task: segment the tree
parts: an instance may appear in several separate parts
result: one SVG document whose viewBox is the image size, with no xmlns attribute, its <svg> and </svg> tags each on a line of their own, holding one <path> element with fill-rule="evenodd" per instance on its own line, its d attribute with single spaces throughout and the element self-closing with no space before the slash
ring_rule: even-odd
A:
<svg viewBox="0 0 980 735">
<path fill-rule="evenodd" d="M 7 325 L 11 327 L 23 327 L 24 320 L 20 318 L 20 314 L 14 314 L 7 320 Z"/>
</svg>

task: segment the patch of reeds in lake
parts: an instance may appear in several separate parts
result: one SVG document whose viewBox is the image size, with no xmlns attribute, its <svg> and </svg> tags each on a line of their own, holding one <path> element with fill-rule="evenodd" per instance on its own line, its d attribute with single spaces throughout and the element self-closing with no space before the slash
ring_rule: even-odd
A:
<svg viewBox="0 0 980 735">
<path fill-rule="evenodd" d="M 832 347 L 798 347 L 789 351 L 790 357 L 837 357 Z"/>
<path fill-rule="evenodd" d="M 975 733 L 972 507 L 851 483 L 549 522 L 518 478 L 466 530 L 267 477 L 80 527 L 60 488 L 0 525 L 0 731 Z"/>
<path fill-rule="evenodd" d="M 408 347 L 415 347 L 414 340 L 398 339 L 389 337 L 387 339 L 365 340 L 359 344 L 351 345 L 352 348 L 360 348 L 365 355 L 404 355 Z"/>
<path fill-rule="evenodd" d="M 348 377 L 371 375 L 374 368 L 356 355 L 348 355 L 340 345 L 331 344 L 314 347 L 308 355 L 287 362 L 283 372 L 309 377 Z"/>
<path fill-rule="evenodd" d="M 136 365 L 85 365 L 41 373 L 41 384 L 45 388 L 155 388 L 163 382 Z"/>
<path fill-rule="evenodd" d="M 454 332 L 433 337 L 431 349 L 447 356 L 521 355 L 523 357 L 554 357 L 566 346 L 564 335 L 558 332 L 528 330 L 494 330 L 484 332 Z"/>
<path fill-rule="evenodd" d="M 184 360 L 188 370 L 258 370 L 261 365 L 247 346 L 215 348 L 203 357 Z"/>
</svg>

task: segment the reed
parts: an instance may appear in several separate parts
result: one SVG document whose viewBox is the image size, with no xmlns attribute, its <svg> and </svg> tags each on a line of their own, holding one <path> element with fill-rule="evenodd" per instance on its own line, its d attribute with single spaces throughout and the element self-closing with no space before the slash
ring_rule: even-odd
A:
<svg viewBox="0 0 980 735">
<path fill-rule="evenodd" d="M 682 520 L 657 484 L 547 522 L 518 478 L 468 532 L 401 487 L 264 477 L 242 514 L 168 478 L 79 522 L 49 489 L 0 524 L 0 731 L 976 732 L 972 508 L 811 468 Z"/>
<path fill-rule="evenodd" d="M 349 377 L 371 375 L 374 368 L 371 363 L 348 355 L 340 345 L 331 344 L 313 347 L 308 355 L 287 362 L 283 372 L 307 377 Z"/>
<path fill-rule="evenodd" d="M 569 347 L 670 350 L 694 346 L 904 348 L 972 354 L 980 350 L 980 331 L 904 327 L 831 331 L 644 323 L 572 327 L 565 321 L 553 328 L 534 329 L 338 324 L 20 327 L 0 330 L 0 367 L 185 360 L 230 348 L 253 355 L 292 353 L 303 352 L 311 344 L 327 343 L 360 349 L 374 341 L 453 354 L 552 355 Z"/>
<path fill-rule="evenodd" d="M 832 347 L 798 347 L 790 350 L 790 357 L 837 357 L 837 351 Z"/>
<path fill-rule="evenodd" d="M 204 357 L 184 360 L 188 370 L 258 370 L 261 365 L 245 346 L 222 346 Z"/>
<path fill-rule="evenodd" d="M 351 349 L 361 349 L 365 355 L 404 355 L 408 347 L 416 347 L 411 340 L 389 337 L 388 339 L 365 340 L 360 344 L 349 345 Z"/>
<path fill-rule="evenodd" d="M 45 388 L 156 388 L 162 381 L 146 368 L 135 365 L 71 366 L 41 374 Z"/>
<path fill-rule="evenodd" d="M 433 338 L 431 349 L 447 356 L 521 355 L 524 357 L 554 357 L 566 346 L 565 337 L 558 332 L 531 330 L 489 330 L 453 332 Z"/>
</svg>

- _Work instruction_: Across the listing above, report every line where "segment" occurs.

- _The completed task_:
task: segment the tree
task: segment the patch of reeds in lake
task: segment the reed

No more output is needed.